## Stored data
- - - - - - -
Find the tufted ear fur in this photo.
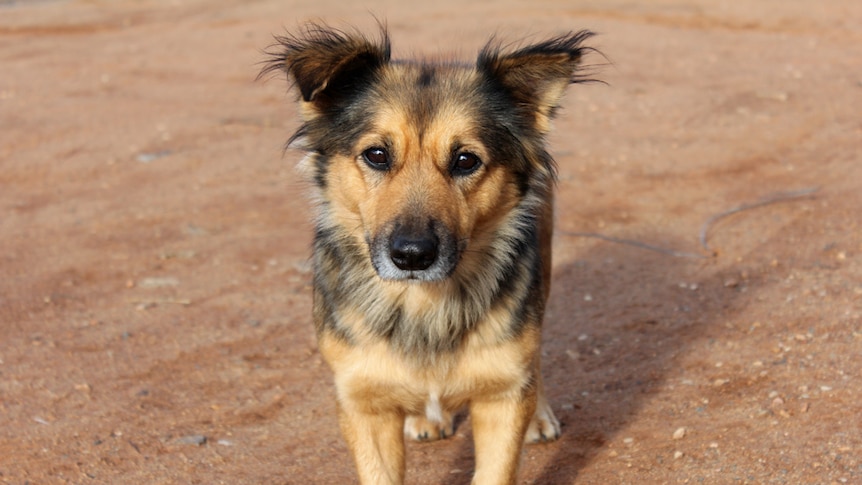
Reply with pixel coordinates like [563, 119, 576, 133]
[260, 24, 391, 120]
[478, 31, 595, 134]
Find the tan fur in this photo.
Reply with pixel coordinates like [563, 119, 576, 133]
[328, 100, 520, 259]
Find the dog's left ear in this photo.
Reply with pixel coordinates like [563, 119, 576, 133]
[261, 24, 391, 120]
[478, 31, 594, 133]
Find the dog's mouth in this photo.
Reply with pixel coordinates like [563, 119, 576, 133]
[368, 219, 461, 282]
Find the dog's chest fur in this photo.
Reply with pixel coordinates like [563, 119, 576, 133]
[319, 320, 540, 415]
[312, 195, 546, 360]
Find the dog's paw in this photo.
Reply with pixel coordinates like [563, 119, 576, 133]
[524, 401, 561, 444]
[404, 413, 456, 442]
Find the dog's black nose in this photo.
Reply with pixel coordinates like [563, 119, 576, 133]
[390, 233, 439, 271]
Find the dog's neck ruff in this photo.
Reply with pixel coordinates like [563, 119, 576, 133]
- - - - - - -
## Assigned task
Which lines run from the one containing "Find the dog's neck ruff in this photo." through the end of the material? Output them exactly.

## Solution to this task
Find the dog's neck ruff in this photo.
Reply with pixel coordinates like [563, 119, 576, 133]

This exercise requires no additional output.